▶ [What this task involves]
List each line of the data that holds the word "rough".
---
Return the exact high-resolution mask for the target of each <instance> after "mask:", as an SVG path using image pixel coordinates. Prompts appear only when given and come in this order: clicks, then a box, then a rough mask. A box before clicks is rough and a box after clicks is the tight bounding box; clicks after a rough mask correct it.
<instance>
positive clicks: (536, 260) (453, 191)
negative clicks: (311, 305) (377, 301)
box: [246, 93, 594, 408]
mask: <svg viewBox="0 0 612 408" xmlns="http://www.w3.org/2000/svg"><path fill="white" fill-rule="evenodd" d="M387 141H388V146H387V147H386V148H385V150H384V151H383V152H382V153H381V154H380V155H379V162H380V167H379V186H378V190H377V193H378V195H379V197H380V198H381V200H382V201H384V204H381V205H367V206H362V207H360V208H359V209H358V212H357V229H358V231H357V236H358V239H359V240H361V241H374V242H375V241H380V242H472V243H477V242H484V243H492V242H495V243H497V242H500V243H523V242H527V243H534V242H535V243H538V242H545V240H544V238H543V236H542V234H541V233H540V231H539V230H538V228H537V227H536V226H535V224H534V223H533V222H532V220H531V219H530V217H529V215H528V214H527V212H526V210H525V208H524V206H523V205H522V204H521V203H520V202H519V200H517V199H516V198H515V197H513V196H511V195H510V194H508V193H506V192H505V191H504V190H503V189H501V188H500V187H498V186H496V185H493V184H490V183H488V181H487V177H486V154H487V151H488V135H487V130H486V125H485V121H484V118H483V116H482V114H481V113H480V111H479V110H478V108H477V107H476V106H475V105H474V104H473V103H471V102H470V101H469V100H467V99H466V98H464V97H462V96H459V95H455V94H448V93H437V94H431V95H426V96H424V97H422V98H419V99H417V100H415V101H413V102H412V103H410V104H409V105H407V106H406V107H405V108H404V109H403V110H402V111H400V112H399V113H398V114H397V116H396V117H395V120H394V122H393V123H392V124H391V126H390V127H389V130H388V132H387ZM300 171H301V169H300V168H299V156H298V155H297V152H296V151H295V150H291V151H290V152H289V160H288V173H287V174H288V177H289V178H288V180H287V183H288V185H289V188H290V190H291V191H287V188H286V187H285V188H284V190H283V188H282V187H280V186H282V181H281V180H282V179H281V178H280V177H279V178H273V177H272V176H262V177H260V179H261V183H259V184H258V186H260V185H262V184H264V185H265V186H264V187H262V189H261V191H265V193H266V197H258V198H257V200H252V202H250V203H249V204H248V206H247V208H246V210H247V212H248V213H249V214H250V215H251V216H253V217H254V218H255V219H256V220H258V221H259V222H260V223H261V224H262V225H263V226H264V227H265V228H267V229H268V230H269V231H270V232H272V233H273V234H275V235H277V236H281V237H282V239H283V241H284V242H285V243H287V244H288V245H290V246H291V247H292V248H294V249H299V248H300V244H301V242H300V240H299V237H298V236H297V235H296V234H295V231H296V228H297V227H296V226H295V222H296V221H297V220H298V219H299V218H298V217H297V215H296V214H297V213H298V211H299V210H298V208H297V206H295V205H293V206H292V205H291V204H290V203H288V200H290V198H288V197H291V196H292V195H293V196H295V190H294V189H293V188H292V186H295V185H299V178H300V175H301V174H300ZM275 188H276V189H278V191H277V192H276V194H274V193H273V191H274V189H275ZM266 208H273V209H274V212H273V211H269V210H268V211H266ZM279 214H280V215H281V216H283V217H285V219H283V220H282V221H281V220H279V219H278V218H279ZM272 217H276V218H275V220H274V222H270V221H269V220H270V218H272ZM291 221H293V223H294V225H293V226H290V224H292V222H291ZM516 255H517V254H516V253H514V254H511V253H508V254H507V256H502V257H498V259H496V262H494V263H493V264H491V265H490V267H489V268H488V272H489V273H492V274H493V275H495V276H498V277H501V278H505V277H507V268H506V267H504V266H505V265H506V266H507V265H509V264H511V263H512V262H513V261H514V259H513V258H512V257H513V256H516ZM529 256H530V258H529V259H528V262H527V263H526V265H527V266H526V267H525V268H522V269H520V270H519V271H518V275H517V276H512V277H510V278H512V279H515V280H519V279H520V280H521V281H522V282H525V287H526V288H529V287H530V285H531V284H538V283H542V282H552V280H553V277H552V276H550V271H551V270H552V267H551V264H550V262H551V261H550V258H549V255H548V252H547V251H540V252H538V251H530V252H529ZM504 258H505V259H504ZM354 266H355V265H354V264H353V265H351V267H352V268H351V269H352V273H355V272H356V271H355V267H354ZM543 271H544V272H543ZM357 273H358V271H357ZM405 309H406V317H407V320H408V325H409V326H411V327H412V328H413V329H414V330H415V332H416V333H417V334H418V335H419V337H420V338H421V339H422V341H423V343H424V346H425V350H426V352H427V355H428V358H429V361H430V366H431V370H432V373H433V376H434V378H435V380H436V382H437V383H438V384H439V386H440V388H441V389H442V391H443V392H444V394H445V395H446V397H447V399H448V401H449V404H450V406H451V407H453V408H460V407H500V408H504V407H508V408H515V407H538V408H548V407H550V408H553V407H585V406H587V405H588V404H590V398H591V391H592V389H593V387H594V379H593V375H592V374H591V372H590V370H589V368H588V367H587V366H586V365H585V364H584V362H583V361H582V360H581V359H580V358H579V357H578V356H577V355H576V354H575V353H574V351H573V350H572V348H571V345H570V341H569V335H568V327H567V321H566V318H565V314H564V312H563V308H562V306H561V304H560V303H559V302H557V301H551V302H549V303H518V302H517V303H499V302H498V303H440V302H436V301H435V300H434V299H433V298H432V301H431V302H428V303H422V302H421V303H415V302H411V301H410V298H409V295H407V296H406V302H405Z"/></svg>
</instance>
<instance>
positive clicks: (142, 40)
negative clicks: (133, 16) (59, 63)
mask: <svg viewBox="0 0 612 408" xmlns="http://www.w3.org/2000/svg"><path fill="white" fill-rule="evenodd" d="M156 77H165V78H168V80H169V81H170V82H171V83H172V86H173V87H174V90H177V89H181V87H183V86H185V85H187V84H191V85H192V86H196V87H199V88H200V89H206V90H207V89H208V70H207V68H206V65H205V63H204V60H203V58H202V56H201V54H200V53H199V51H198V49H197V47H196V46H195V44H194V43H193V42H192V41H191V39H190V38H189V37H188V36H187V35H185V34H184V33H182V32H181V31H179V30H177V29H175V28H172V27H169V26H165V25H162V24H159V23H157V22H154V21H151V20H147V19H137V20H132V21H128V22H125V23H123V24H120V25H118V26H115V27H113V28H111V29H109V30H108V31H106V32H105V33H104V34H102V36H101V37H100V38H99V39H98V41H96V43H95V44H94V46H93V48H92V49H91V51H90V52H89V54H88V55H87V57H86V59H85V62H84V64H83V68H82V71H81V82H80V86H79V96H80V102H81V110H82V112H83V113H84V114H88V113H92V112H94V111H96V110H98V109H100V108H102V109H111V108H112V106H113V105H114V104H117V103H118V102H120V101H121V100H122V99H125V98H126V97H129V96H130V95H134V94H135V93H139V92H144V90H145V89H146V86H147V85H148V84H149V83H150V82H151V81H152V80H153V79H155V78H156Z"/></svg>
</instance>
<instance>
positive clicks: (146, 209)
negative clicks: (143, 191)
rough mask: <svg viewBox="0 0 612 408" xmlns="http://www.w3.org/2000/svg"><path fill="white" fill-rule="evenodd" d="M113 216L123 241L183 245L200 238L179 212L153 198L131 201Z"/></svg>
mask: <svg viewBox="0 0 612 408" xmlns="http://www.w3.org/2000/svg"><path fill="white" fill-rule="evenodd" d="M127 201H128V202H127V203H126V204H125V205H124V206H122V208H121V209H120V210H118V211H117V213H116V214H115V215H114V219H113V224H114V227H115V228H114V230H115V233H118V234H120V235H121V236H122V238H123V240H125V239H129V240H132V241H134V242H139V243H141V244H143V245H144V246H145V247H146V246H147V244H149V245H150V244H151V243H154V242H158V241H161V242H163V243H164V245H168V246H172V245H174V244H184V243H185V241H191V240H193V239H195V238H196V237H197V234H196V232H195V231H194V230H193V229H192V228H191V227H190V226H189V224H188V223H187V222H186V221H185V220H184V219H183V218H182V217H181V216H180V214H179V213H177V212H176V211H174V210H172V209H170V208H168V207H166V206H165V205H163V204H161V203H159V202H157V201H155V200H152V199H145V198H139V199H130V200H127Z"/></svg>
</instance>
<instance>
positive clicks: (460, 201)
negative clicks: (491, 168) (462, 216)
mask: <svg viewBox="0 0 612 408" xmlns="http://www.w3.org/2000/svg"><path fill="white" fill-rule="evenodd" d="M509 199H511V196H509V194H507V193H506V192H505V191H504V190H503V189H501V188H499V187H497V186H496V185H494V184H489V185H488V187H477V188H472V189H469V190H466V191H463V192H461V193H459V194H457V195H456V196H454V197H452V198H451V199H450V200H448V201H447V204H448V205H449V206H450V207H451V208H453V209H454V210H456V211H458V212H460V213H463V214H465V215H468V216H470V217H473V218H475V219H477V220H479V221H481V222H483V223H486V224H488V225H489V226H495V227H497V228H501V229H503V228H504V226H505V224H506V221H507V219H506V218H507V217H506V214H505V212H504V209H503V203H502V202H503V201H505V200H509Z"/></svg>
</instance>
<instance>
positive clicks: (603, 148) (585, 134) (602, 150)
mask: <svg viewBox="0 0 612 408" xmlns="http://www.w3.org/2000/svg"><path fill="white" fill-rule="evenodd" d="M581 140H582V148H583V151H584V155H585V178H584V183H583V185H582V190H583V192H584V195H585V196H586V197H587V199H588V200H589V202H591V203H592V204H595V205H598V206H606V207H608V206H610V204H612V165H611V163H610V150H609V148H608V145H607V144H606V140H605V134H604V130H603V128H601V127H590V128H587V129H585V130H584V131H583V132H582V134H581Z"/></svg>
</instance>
---
▶ [Written solution]
Return the exact high-resolution mask for the target of each <instance> after "mask:", as an SVG path using image pixel coordinates. Prompts appear only when given and come in this order: clicks, then a box, then a rough mask. A box before clicks is rough and a box after clicks is the tight bounding box; clicks after a rough mask correct it.
rough mask: <svg viewBox="0 0 612 408" xmlns="http://www.w3.org/2000/svg"><path fill="white" fill-rule="evenodd" d="M113 216L123 241L183 245L200 238L179 212L153 198L131 201Z"/></svg>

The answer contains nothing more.